* [What you have to do]: Only an exact, complete copy of the listing will serve as the answer.

* [Data records]:
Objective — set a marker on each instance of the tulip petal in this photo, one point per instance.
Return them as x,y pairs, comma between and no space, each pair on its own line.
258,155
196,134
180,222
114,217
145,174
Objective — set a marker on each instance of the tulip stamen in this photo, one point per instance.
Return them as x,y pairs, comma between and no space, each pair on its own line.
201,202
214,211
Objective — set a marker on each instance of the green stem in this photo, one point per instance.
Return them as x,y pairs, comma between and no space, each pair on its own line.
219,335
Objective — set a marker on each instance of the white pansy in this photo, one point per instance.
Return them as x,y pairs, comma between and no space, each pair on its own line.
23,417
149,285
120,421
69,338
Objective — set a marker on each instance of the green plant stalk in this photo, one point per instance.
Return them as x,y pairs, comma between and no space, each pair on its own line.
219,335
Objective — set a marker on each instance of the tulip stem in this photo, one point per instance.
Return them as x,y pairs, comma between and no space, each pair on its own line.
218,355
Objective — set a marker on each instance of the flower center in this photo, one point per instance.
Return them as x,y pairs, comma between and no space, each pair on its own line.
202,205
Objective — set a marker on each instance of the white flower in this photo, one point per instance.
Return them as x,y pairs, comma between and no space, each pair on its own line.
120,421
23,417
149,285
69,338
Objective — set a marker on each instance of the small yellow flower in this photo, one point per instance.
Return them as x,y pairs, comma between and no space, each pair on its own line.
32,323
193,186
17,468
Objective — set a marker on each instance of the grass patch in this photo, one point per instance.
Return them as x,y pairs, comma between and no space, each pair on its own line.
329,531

* [The completed task]:
Objective — set a marker on each instance of the tulip petal in this photo, one point per instance.
Return them as x,y pairs, comma between and no space, each pair on its own line.
258,155
196,134
180,222
114,217
145,174
Objective — set a marker on each instance of the tulip stamen in this photo, one point per instance.
Return them as x,y pairs, comma between and no space, each pair on its own line.
201,202
214,211
Objective — set a marker on each instance of the green stem in this photo, one point per instance.
Return them as x,y pairs, comma between and no space, each pair on its own line.
219,335
Objective — set a marker on each instance of the white pansy in this photo, one point per instance.
Return them as x,y pairs, comma between and no space, each pair on its own line.
23,417
149,285
120,421
69,338
Objective — set a marker on each instance of the green plant stalk in this photo, one point per instance.
Return them as x,y pairs, comma between and no space, each pair on its own line.
219,335
Objective — set a marker on each instance of the tulip stem in this photo, one point per instance.
Return them as x,y pairs, comma between and no space, each pair on its own line.
218,355
Objective — set a marker on each instance of the flower center in this photo, one point per instance.
Return them as x,y pairs, comma between and no space, each pair on its own line.
202,205
Objective — set a marker on each instance of the white flower in this photo, one point per instance.
Return them as x,y pairs, comma between and no space, each pair on its own line.
120,421
23,417
149,285
69,338
Objective — set a marker on each instance of the small yellow flower in this photo, one point per instance.
Return them as x,y pairs, comma between and no space, each pair on its own line.
32,323
193,186
17,468
Objective — set a marker on each instance of the grass patch in this photo, one point per instance.
Return them as x,y pairs, comma between and no space, each pair on its own line.
329,531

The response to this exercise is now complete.